[Emma Haas]
Was wir Menschen essen und wie wir dabei unser Essverhalten gestalten wird mit aufkommenden Trends der letzten Jahrzehnte zunehmend relevanter für uns und unser soziales Umfeld. Dabei spielen die Thematiken wie Essstörungen, gesunde Ernährung und umweltbewusstes bzw. nachhaltiges Essen und Konsumieren (Bio, vegan etc.) eine zentrale Rolle. Die Verbindung von Essen und Kunst hat eine lange Tradition, jedoch unterliegt die Darstellungsweise einem fortschreitenden Wandel.

Sachdarstellung
Die Darstellung von Lebensmitteln beispielsweise in Stillleben oder eine andere Form der Thematisierung von Essen gehört keinesfalls zu den Hauptwerken von Annibale Carracci (1560 – 1609), der um 1580/90 den „Bohnenesser“ mit Öl auf Leinwand malte. Dennoch ist seine Darstellung des „Bohnenessers“ gerade im Kontext der Genre-Malerei revolutionär. Zu sehen ist ein Mann, vermutlich ein Bauer oder Landarbeiter, welcher hinter einem gedeckten Tisch sitzt und Bohnen isst. Der englische Begriff „low-life painting“[1] deutet schon darauf hin, dass es bei dieser Form der Malerei um die Abbildung alltäglicher und banaler Situationen geht, meistens auf die unteren sozialen Schichten oder Berufsgruppen bezogen. Diese Darstellungsweise geht häufig mit Ablehnung, Spott und einer gewissen Ironie einher. Davon unterscheidet sich dieses Werk allerdings signifikant, denn „the Beaneater in spite of its genre, is not a joke, it’s communication not ironic“[2]. „Der Bohnenesser“ ist also nicht bloß die ironische Darstellung von Alltäglichem, sondern ein Ausdruck guter Beobachtungsgabe, Genauigkeit und Unmittelbarkeit der abgebildeten Situation. Es ist ein künstlerisches Statement, zurückzuführen auf Annibale Carraccis Abstammung aus einer Handwerksfamilie und seine lebenslang damit einhergehende Ablehnung der oberen Schichten.[3] Man sagt ihm nach, er hegte den Drang, sich mit den „niedrigsten und verachtetesten Formen der manuellen Arbeit“[4] zu beschäftigen, was für ihn bedeutete beispielsweise Straßenkehrer, Schornsteinfeger und Totengräber bei ihrer mühseligen täglichen Arbeit abzubilden[5]. Annibale Carracci prägte die Genre-Malerei mit seinem Werk „Der Bohnenesser“ nachhaltig. Durch dessen visuelle und psychologische Unmittelbarkeit verhalf er dem low-life painting seine ursprüngliche Funktion hinter sich zu lassen und zu einem Vehikel für bedeutenden menschlichen Inhalt zu werden.[6]
Sequenzablauf
Als Schnittstelle zwischen dem Werk „Der Bohnenesser“ von Annibale Carracci und der gestalterischen Praxis der Schülerinnen und Schüler wurde hier das Thema „Essen“ bzw. die Frage danach gewählt, „was wir essen“ und „wie wir essen“. Die Kinder der 3. Klasse nähern sich dem Thema über das gemeinsame Frühstück an und gehen nach einer gemeinsamen Ideensammlung in die bildnerische Produktion über. Diese wird von der Lehrkraft begleitet. Nach einer Besprechung der entstandenen Werke, sowie Anmerkungen über Schwierigkeiten bzw. Auffälligkeiten bei der Umsetzung folgt die Annäherung an das Werk „Der Bohnenesser“ mit Bezug zu den eigenen Arbeiten. Anschließend werden der Künstler und weitere Werke zum Thema vorgestellt, um schließlich ein umfangreiches Gesamtbild über Annibale Carracci und dessen Schaffen skizzieren zu können.
+++
> **AUFGABE 1**:
Gib die Zeilen der Einträge vom Anfang bis einschließlich der Zeile mit „0 169 L 256“ als Markdown-Tabelle mit den Spalten „Nr.“ und „Zeile“ aus, ohne Leerzeilen und ohne die Bilder.
Die Textstelle und die Einträge stammen aus unterschiedlichen Quellen.

Einträge zur Bildsegmentierung:
+++
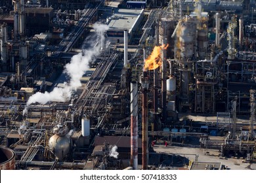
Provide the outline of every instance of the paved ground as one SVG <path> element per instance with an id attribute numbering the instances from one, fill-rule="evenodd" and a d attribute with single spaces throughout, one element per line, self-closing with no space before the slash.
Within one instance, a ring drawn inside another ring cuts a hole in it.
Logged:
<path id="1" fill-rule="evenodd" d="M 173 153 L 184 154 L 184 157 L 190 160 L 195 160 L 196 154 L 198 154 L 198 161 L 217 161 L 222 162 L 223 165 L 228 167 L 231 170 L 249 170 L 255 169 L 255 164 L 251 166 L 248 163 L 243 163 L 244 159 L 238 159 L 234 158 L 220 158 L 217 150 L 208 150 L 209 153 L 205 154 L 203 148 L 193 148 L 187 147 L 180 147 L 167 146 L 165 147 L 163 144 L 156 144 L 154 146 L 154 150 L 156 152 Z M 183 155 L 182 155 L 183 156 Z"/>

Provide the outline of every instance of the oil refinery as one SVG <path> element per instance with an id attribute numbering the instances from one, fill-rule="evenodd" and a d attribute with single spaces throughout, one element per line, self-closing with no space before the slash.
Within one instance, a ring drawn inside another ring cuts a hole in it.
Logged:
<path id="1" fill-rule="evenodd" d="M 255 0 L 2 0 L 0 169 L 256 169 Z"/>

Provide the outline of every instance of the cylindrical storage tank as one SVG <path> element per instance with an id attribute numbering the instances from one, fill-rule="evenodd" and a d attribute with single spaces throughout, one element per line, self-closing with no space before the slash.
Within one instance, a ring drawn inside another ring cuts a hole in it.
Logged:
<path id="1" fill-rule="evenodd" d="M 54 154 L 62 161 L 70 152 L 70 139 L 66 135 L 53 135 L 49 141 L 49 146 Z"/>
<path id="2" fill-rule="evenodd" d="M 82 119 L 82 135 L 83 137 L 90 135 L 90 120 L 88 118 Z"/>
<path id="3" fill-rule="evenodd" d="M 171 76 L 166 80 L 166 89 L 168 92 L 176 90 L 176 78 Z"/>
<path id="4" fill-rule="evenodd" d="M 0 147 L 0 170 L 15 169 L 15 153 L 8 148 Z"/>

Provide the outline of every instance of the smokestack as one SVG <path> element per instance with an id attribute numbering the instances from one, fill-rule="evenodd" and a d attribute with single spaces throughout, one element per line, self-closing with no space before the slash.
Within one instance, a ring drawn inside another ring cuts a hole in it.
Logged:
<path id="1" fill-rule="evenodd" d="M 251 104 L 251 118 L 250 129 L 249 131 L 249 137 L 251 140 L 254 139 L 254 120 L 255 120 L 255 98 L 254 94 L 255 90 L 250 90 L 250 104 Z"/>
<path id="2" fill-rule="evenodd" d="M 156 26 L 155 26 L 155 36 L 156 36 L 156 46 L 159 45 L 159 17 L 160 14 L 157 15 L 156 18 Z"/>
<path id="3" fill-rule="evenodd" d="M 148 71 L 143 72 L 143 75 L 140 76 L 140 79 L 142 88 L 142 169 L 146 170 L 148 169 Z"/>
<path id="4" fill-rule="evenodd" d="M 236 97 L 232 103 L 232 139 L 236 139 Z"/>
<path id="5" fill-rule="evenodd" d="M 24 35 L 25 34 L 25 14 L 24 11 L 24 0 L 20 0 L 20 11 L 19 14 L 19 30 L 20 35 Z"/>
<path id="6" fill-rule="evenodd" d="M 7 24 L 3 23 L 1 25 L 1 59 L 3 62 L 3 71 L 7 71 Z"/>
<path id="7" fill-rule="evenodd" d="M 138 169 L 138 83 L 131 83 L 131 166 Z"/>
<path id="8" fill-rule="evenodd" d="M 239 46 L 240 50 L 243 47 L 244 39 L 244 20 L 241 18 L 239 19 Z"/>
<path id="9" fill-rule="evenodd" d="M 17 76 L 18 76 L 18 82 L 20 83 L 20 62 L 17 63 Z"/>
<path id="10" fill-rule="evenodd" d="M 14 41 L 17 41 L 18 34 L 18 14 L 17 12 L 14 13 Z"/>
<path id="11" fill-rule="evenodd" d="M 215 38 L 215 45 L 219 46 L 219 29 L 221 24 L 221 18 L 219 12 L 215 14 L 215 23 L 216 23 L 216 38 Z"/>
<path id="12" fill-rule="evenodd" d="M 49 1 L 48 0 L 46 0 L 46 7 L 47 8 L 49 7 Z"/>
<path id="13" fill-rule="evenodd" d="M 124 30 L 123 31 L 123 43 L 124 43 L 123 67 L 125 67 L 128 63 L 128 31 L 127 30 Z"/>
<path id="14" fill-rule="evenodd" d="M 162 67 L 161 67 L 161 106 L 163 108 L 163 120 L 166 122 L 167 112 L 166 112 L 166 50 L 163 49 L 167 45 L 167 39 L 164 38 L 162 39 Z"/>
+++
> **AUFGABE 2**:
Drucke aus der Textstelle über Carraccis „Bohnenesser“ den Abschnitt von „[Emma Haas]“ bis einschließlich „einem fortschreitenden Wandel.“ wortgetreu ab.

> **LÖSUNG 1**:
| Nr. | Zeile |
|---|---|
| 1 | Provide the outline of every instance of the paved ground as one SVG <path> element per instance with an id attribute numbering the instances from one, fill-rule="evenodd" and a d attribute with single spaces throughout, one element per line, self-closing with no space before the slash. |
| 2 | Within one instance, a ring drawn inside another ring cuts a hole in it. |
| 3 | Logged: |
| 4 | <path id="1" fill-rule="evenodd" d="M 173 153 L 184 154 L 184 157 L 190 160 L 195 160 L 196 154 L 198 154 L 198 161 L 217 161 L 222 162 L 223 165 L 228 167 L 231 170 L 249 170 L 255 169 L 255 164 L 251 166 L 248 163 L 243 163 L 244 159 L 238 159 L 234 158 L 220 158 L 217 150 L 208 150 L 209 153 L 205 154 L 203 148 L 193 148 L 187 147 L 180 147 L 167 146 L 165 147 L 163 144 L 156 144 L 154 146 L 154 150 L 156 152 Z M 183 155 L 182 155 L 183 156 Z"/> |
| 5 | Provide the outline of every instance of the oil refinery as one SVG <path> element per instance with an id attribute numbering the instances from one, fill-rule="evenodd" and a d attribute with single spaces throughout, one element per line, self-closing with no space before the slash. |
| 6 | Within one instance, a ring drawn inside another ring cuts a hole in it. |
| 7 | Logged: |
| 8 | <path id="1" fill-rule="evenodd" d="M 255 0 L 2 0 L 0 169 L 256 169 Z"/> |

> **LÖSUNG 2**:
[Emma Haas]
Was wir Menschen essen und wie wir dabei unser Essverhalten gestalten wird mit aufkommenden Trends der letzten Jahrzehnte zunehmend relevanter für uns und unser soziales Umfeld. Dabei spielen die Thematiken wie Essstörungen, gesunde Ernährung und umweltbewusstes bzw. nachhaltiges Essen und Konsumieren (Bio, vegan etc.) eine zentrale Rolle. Die Verbindung von Essen und Kunst hat eine lange Tradition, jedoch unterliegt die Darstellungsweise einem fortschreitenden Wandel.